=== About this exercise ===
With the line containing "Note for the class: annotate every instance of the flat" as the starting point, write out each line exactly through the final line of the listing, both ends included.
▬▬▬▬▬▬
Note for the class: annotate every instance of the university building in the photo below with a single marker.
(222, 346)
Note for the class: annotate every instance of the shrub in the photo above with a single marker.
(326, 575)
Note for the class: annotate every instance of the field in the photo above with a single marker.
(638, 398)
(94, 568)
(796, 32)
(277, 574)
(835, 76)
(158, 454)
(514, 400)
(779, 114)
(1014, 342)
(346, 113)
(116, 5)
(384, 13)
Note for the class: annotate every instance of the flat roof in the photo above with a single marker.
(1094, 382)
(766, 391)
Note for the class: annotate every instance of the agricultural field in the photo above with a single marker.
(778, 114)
▬▬▬▬▬▬
=== Finished task ===
Note for the class: annotate every instance of the flat roof in the photo above with a single marker.
(1094, 382)
(766, 391)
Note for the class: annotate every instance of the agricultural field in the photo above with a single marker.
(778, 114)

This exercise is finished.